Para solicitar ultrassom ou tomografia
para alguém que se queixa de dores abdominais, basta preencher o pedido. Dá
menos trabalho do que avaliar as características e a intensidade da dor, os
fatores de melhora e piora, e palpar o abdômen com atenção.
O SUS e a Saúde Suplementar estão
diante do mesmo desafio: como reduzir os custos. Sem fazê-lo, ambos sistemas se
tornarão inviáveis, antes do que imaginamos.
Como regra, o paciente sai
da consulta confiante de que as imagens revelarão o que se passa no interior de
seu organismo, com muito mais precisão do que o médico seria capaz de fazê-lo.
O problema é que, muitas vezes, o exame
será marcado para semanas ou meses mais tarde, porque os serviços de imagem
ficam sobrecarregados com o excesso de demanda. A demora prejudicará,
sobretudo, aqueles em que há urgência para chegar ao diagnóstico, deixados para
trás pela enxurrada de pedidos desnecessários.
As operadoras de saúde que hoje se
queixam da infinidade de exames subsidiários que encarecem as contas a pagar,
esquecem que até há pouco faziam comerciais na TV que mostravam resgates por
helicóptero e exibiam aparelhos de ressonância, para convencer os usuários de
que ofereciam serviços de qualidade.
Nós, médicos, colaboramos decisivamente
para aumentar o custo da Medicina: é de nossos receituários que partem as solicitações.
Fazemos a vontade dos que nos pedem “todos os exames”, pedimos provas
laboratoriais sem pensar na relevância para o caso e nos damos ao luxo de
solicitar exames e prescrever medicamentos sem ter noção de quanto custam.

• _TAREFAS A CUMPRIR_
**1)** Digite de novo, sem mudar nada, a parte do texto sobre pedidos de exames médicos que vai de "O problema é" até "de pedidos desnecessários.", com as duas pontas incluídas.
**2)** Escreva o que vem depois no texto sobre o excesso de pedidos de exames médicos, seguindo a partir da última frase.
Os dados que vêm depois têm outra origem.

• _PARTE DOS DADOS_

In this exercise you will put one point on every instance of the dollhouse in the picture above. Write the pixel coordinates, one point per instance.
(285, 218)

• _RESULTADOS EM ORDEM_
**1)**
O problema é que, muitas vezes, o exame
será marcado para semanas ou meses mais tarde, porque os serviços de imagem
ficam sobrecarregados com o excesso de demanda. A demora prejudicará,
sobretudo, aqueles em que há urgência para chegar ao diagnóstico, deixados para
trás pela enxurrada de pedidos desnecessários.

**2)**
Nas faculdades de Medicina, ninguém
fala de dinheiro. Os estudantes não recebem noções elementares de economia e o
preço dos tratamentos é ignorado, como se vivêssemos em outro planeta.
Nos hospitais-escola, o descompromisso
com a realidade econômica é universal. Com o argumento de que os internos e
residentes precisam aprender, ficam justificadas as imagens mais exóticas e a
repetição diária de dosagens de íons, provas de função renal e hepática,
hemogramas, glicemias e o que mais passar pela cabeça dos plantonistas das UTIs
e das unidades semi-intensivas.
É preciso entender o óbvio: os recursos
públicos destinados à saúde são insuficientes. Eles não vêm do governo, saem
dos impostos pagos por nós. Cada vez que somos atendidos pelo SUS, fazemos uso
de uma parte do dinheiro que é de todos, se o gasto for exagerado muitos
ficarão em desvantagem. É bem provável que sejam os mais necessitados.
Nos planos de saúde acontece o mesmo,
com uma diferença: o preço da mensalidade aumenta para todos. É simples, assim.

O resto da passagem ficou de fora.